The French war department had completed the Thiers wall – including fortifications, a dry moat, a Rue Militaire and a large berm – around 1840. In 1859, the military engineering service gave conditional control to the Paris city council. The expansion of the land area of Paris in 1860, by annexing bordering communities, created a situation where everything within the Thiers wall was Paris and everything without was not. The Thiers wall, with its accompanying berm and moat, led to a profound disruption and complication of the synergistic relationship between Paris and its suburbs.

Paris city council started upgrading and conversion of some sections of the Rue Militaire into boulevards in 1861, with the (yet unnamed) Boulevard Soult one of the first stretches to open. In 1864, the boulevard was named after Jean-de-Dieu Soult (1769–1851), 1st Duke of Dalmatia and Marshal of France. Each section was named for a marshal of the First French Empire (1804–1814) who served under Napoleon I, leading to the entire ring being collectively called the Boulevards of the Marshals. The Boulevards of the Marshals concept was almost fully realized by 1932, though the final three sections, closing the ring, would not be completed until 2005. Of the 22 boulevards, 19 have been named for Soult or one of his fellow First Empire marshals.

★ ★ ★ ★

#### EXERCISE A:
In one to three sentences, explain why the passage on the Thiers wall and the Boulevards of the Marshals says the entire ring came to be called the Boulevards of the Marshals.
#### EXERCISE B:
According to the passage on the Thiers wall and the Boulevards of the Marshals, how many of the 22 boulevards have been named for Soult or one of his fellow First Empire marshals?
#### EXERCISE C:
Go on with the passage on the Thiers wall and the Boulevards of the Marshals, starting after its final sentence.
The records that follow are not needed for any of these tasks.

#### INFORMATION SHOWN:
★ ★ ★ ★

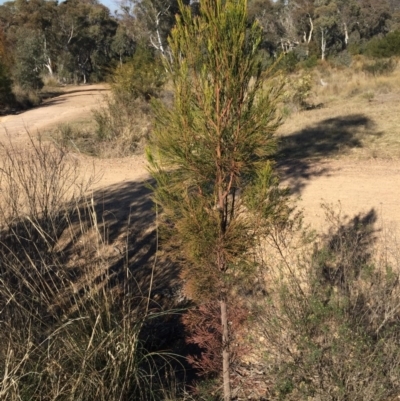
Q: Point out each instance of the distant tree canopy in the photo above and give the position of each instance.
(80, 41)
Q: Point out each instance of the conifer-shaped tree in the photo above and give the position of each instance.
(210, 153)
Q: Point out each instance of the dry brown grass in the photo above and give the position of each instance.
(358, 118)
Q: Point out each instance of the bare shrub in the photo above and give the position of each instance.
(124, 122)
(69, 330)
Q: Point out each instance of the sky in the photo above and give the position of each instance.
(111, 4)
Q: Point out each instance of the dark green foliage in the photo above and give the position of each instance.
(385, 47)
(28, 61)
(288, 62)
(6, 96)
(380, 67)
(211, 155)
(140, 77)
(124, 121)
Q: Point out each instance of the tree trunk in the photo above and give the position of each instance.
(323, 44)
(225, 351)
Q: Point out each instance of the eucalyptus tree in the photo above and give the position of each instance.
(211, 151)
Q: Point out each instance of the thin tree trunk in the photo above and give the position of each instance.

★ ★ ★ ★

#### RESPONSE BOX A:
Each section of the ring was named for a marshal of the First French Empire (1804–1814) who served under Napoleon I. That naming led to the whole ring being called the Boulevards of the Marshals collectively.

#### RESPONSE BOX B:
Nineteen of the 22 boulevards.

#### RESPONSE BOX C:
In the 1930s, HBM-type social housings were built at La Zone to accommodate working-class people that have come through rural flight after WW1. These buildings stretch along a large part of the Boulevard Soult, on the outer side between the Porte Dorée and the Porte de Vincennes.

On September 22, 2008, a fire killed a resident and devastated a building at no. 64 boulevard Soult at the Porte de Saint-Mandé.

Since December 2012, a new section of the tramway Line 3 has been running on the Boulevard Soult.

== Notable buildings and landmarks ==
- At no. 27, there was a 16-meter-high and 2.20-meter-circumferential European nettle tree planted in 1906 and classified as a "remarkable tree". This tree no longer exists.
- In the mid-1960s, the southeastern section of the Boulevard Soult was altered to enable the construction of the lycée Paul Valéry, inaugurated in 1962 at no. 38.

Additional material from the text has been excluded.